Location identification items

===============

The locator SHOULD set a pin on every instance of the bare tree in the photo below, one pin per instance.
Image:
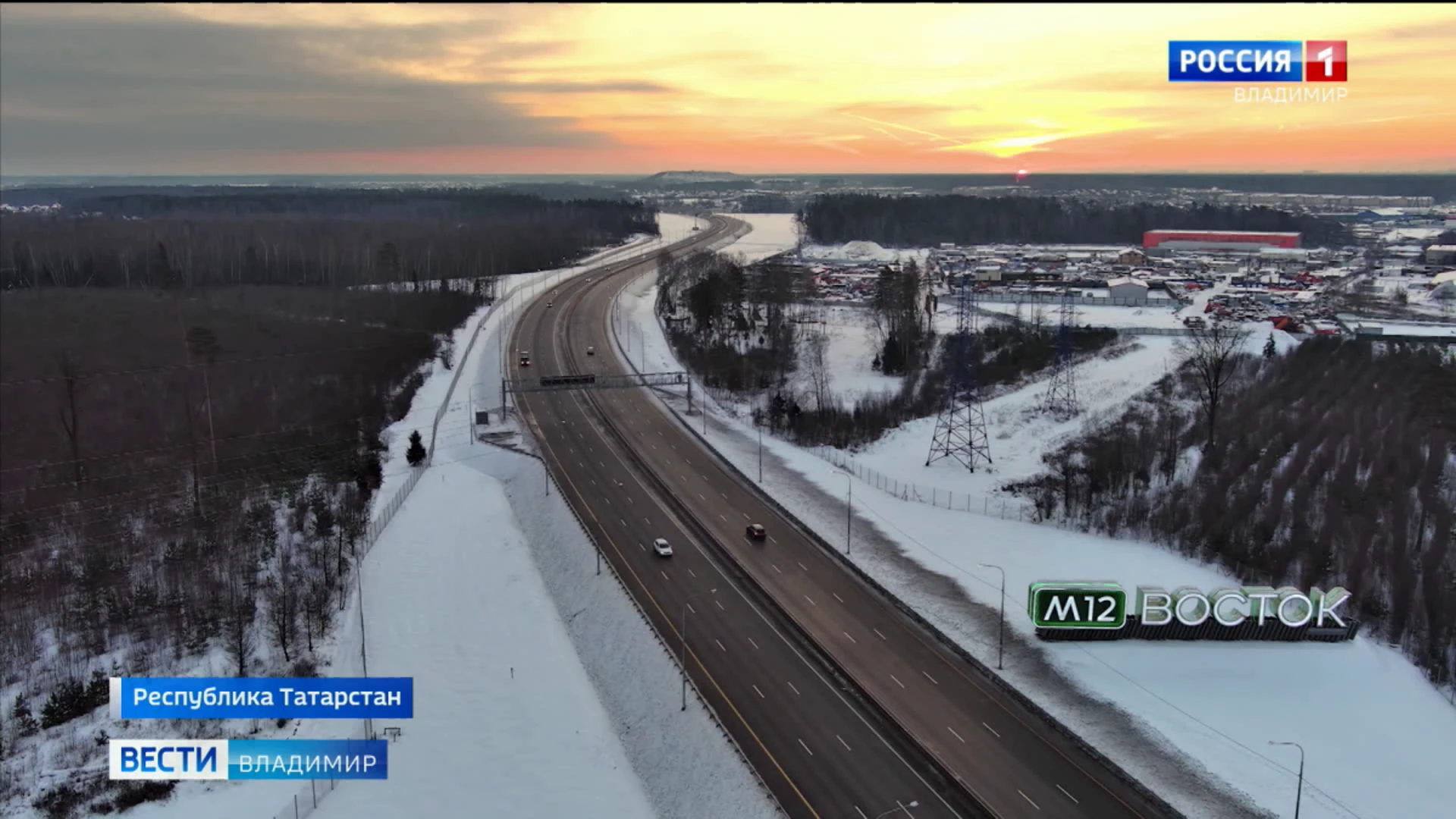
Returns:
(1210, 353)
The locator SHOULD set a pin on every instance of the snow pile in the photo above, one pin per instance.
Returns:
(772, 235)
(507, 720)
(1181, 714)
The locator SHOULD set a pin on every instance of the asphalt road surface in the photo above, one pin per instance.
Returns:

===============

WHAT IS EXPECTED –
Please copy all of the items above, swapping "set a pin" for "place a pin" each time it appears and keeping everything else the same. Leave the pictures out of your answer.

EXPECTED OUTPUT –
The locator SHOULD place a pin on every instance of the bare tree in the photo below, one pin per instance.
Image:
Returns:
(1210, 353)
The locator SHOULD place a pin on every instance of the snow pile in the photo above, one pin per instance.
Returns:
(772, 235)
(507, 720)
(1181, 714)
The locator SHOULD place a pin on every instance of the asphalt road surface in the photo above, one pin per instance.
Returns:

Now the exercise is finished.